Directions — The required answer is the data below, restated word for word with images omitted.

Data to process —
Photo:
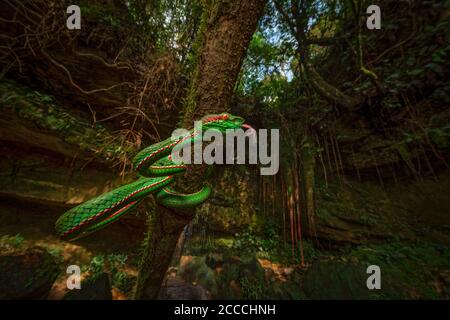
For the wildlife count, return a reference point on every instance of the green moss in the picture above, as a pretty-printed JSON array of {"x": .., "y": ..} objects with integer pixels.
[{"x": 43, "y": 111}]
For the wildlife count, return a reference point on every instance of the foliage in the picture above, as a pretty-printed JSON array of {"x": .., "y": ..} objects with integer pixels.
[{"x": 113, "y": 264}]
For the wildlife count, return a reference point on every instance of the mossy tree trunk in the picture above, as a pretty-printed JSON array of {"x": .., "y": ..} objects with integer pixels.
[{"x": 227, "y": 28}]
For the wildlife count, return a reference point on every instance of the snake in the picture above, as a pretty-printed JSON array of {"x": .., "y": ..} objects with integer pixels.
[{"x": 156, "y": 172}]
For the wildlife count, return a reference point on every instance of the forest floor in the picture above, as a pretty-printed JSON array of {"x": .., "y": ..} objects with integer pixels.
[{"x": 403, "y": 229}]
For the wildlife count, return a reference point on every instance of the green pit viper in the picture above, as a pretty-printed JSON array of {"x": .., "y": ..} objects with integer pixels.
[{"x": 156, "y": 172}]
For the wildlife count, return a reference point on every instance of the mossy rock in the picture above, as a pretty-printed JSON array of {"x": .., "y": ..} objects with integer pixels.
[
  {"x": 27, "y": 274},
  {"x": 333, "y": 280}
]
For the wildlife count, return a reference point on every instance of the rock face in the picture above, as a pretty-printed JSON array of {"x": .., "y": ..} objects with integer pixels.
[
  {"x": 175, "y": 288},
  {"x": 336, "y": 280},
  {"x": 27, "y": 274},
  {"x": 98, "y": 288}
]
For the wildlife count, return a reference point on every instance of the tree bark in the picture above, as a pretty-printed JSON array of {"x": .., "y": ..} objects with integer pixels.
[{"x": 225, "y": 34}]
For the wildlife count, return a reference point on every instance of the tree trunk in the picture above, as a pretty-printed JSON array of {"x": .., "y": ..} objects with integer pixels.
[{"x": 225, "y": 34}]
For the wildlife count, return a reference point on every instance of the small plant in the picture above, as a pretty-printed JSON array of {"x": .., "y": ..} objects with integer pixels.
[{"x": 15, "y": 242}]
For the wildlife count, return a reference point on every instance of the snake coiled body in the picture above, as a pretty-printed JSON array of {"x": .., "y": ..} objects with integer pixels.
[{"x": 156, "y": 172}]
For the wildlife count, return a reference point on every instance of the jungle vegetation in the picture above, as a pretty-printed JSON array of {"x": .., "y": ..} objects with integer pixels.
[{"x": 363, "y": 118}]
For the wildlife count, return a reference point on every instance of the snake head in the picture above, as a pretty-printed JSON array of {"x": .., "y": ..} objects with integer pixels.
[{"x": 224, "y": 121}]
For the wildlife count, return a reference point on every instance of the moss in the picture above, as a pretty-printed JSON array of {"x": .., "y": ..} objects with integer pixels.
[{"x": 43, "y": 111}]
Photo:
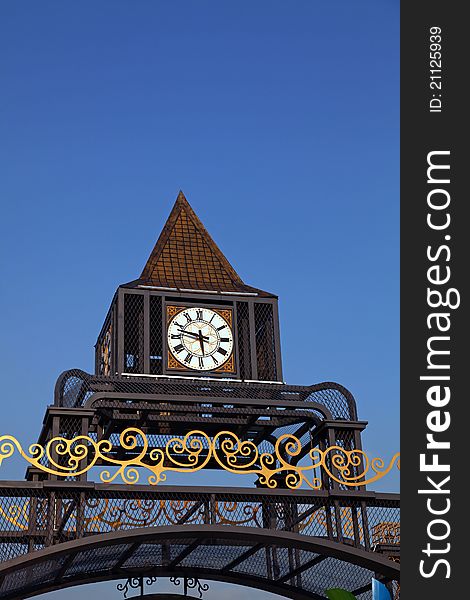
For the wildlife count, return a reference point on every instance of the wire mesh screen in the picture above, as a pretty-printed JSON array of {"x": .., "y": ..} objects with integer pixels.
[
  {"x": 244, "y": 350},
  {"x": 265, "y": 344},
  {"x": 156, "y": 341},
  {"x": 133, "y": 333}
]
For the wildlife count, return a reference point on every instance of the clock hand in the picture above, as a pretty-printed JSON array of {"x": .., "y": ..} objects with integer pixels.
[
  {"x": 195, "y": 335},
  {"x": 201, "y": 341}
]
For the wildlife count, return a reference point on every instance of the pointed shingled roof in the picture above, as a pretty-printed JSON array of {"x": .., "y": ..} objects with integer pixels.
[{"x": 187, "y": 258}]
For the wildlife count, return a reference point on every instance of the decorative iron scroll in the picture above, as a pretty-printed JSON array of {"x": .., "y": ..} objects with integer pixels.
[{"x": 63, "y": 457}]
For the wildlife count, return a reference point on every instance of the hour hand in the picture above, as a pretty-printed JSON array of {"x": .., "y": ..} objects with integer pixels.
[
  {"x": 201, "y": 341},
  {"x": 194, "y": 335}
]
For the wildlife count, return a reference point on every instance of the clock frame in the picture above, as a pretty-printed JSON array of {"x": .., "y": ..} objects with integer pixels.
[{"x": 229, "y": 367}]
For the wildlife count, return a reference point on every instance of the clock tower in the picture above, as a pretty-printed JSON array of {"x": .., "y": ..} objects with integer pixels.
[{"x": 189, "y": 314}]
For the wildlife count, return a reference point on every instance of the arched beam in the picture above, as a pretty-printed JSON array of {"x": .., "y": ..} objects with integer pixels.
[{"x": 202, "y": 533}]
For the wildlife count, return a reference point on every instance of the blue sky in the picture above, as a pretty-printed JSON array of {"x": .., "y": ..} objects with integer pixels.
[{"x": 280, "y": 123}]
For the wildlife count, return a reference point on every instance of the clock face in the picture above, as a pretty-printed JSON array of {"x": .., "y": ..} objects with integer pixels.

Response to this exercise —
Photo:
For the wildlife count, return a reference point on every instance of the green moss in the picture above, as a pretty-printed JSON array of {"x": .., "y": ..} objects with integer pixels.
[{"x": 43, "y": 111}]
For the wildlife count, return a reference point on every instance of the foliage in the picture above, as a pretty-printed JSON array of {"x": .., "y": ..} objects with integer pixels.
[{"x": 113, "y": 264}]
For the wildlife count, return a reference point on every instance of the mossy tree trunk in the picture above, as a pretty-printed JSON array of {"x": .., "y": ..} objects with integer pixels.
[{"x": 227, "y": 28}]
For the wildlife count, return a reference point on every instance of the snake in the picture above, as a pretty-printed JSON array of {"x": .., "y": ..} objects with integer pixels.
[{"x": 156, "y": 172}]
For the wildlife count, return a reference point on every instance of the forest floor in the picture above, as a pretty-printed JSON array of {"x": .., "y": ..} objects with integer pixels.
[{"x": 403, "y": 229}]
For the wildlife count, return a reference point on every instance of the green pit viper in the picture above, as a pretty-printed JSON array of {"x": .., "y": ..} objects with integer pixels.
[{"x": 156, "y": 172}]
For the wildlife count, return a reference point on every instance of the mossy rock in the picture above, as a pretty-printed JSON array of {"x": .., "y": ..} objects with integer pixels.
[
  {"x": 27, "y": 274},
  {"x": 333, "y": 280}
]
For the wildlife count, return a reference point on every instance of the rock face in the picture above, as a pretty-printed JSON array of {"x": .., "y": ..} objects with integer pixels.
[
  {"x": 175, "y": 288},
  {"x": 336, "y": 280},
  {"x": 27, "y": 274},
  {"x": 98, "y": 288}
]
For the wildlife count, return a reference point on every instance of the tree bark in the picture above, as a pretty-printed JSON array of {"x": .., "y": ..} objects with integer pixels.
[{"x": 225, "y": 34}]
For the wildlife count, return a reference point on every instance of the tree trunk in the picture above, as a pretty-printed JSON array of {"x": .., "y": ..} objects with integer pixels.
[{"x": 225, "y": 34}]
For the wildlife count, return a reference point on every instance of the small plant in the picture above, as a pretty-printed JSON array of {"x": .., "y": ..} objects with integer pixels.
[{"x": 15, "y": 242}]
For the wildlife count, return a reference point on every instance of the snake coiled body in the picture above, as a pretty-printed JSON array of {"x": .., "y": ..} objects with integer pixels.
[{"x": 156, "y": 172}]
For the wildlife count, return a reference point on every instance of the jungle vegetation in the picture above, as a pretty-printed JSON array of {"x": .., "y": ..} objects with integer pixels.
[{"x": 363, "y": 118}]
For the wildlife count, return a reference point on every instance of the snake head in the picture above, as a pretty-printed JSON array of {"x": .., "y": ..} objects with integer pixels.
[{"x": 224, "y": 121}]
For the wildlife count, return a reference point on every instance of the moss in the picture above, as a pretty-printed JSON array of {"x": .., "y": ..} objects with integer pixels.
[{"x": 43, "y": 111}]
Photo:
For the wildlife count, return a reference point on every instance of the wire mesh screen in the picture above, as a pretty-printed JSON array of {"x": .., "y": ..} objects with integer pixels.
[
  {"x": 244, "y": 350},
  {"x": 265, "y": 344},
  {"x": 156, "y": 341},
  {"x": 133, "y": 333}
]
For the wildlife count, return a reference point on every instance of the clock hand in the picture above, as a pretty-printed JSON array of {"x": .., "y": ..} objects with integer pixels.
[
  {"x": 195, "y": 335},
  {"x": 201, "y": 341}
]
For the wildlife count, return a reference point on every instance of the pointed shingled roof in the picture above, as a pretty-printed JSON array of {"x": .., "y": ..} objects with integer pixels.
[{"x": 187, "y": 258}]
For the wildlife count, return a reference point on every instance of the decorative iron scroll in the picture above, as a pretty-printed JSON array of {"x": .., "y": ..} objects with integer pixels.
[{"x": 63, "y": 457}]
For the wildlife count, return a reference point on every instance of the hour hand in the picture above, as a pretty-printed JSON array of {"x": .., "y": ..} objects with integer pixels.
[
  {"x": 201, "y": 341},
  {"x": 194, "y": 335}
]
For the wildlife count, return a reference point on every instance of the clock frame in the picture above, as a pretty-printed JSON array of {"x": .., "y": ..} objects with integer pixels.
[{"x": 229, "y": 367}]
For the wildlife count, return a reference point on every instance of the clock tower in the picture above, as a pretty-printed JSON array of {"x": .., "y": ..} objects with integer pixels.
[{"x": 189, "y": 314}]
For the wildlife count, return a reference point on every instance of the arched beam in the picture above, as a pretty-printed JSON array of {"x": .., "y": ..} objects with integer pixels.
[{"x": 202, "y": 533}]
For the wildlife count, return a reference point on every instance of the blue sky in the picture above, as a pretty-printed JSON array of {"x": .., "y": ..} objects with integer pixels.
[{"x": 280, "y": 123}]
For the wildlife count, return a reference point on every instance of the clock face in the picture above, as a pretty-printed JSON array of {"x": .., "y": ..} objects with integer pixels.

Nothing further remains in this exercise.